■ Work instructions
a: Reproduce the blog post about a first job between "My first boss" and "my evil boss-to-be.", inclusive.
b: In the blog post about a first job, how many food service locations does the garden centre near the writer's place have?
c: Pick up the blog post about a first job after its last sentence and keep writing it.

■ Text under study
>>>>>

Tuesday, 9 March 2010

Why Every 16 Year Old Should Go Out and Get A Job that they HATE. . .

My first boss was an absolute beast. And I mean beast. I was only sixteen and it was the end of the summer before I went to Sixth Form. About a ten minute walk from my place there is a garden centre which has three food service locations; a lovely Italian restaurant, a panini-serving cafe and a canteen style counter-service joint. Since I was about 13 I had waited for the end of GCSE's so that I could go and apply to become a waitress at the Italian and when the time finally came I handed in a CV with high hopes of how great it would be when I was earning my own money, waiting on lovely (hopefully tipping) customers and having more responsibility. Little did I know that I was volunteering to spend 9 months of my life being treated like a slave by my evil boss-to-be.

<<<<<

■ Records shown
>>>>>

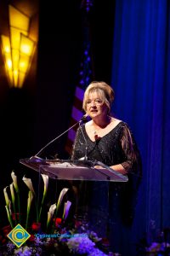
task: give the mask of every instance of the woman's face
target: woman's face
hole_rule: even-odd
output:
[[[108,107],[101,96],[96,92],[91,92],[86,102],[86,113],[92,118],[104,117],[108,113]]]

<<<<<

■ Your responses
a:
My first boss was an absolute beast. And I mean beast. I was only sixteen and it was the end of the summer before I went to Sixth Form. About a ten minute walk from my place there is a garden centre which has three food service locations; a lovely Italian restaurant, a panini-serving cafe and a canteen style counter-service joint. Since I was about 13 I had waited for the end of GCSE's so that I could go and apply to become a waitress at the Italian and when the time finally came I handed in a CV with high hopes of how great it would be when I was earning my own money, waiting on lovely (hopefully tipping) customers and having more responsibility. Little did I know that I was volunteering to spend 9 months of my life being treated like a slave by my evil boss-to-be.

b: Three.

c:
Despite applying for the Italian restaurant the boss (or Nazi) decided to put me forward for the canteen with the promise that, 'When a position comes available, you'll be the first person that I'll call'. Yeah right. Each Saturday and Sunday for the following seven months of my life were spent working from 9 until 5 with NO break, being bossed around by the bosses daughter who was almost as vile as she was, working with people who had no prospects in life, being barked at and pressured down the phone to go to work when I had a terrible bout of tonsillitis and patiently waiting for my dream job.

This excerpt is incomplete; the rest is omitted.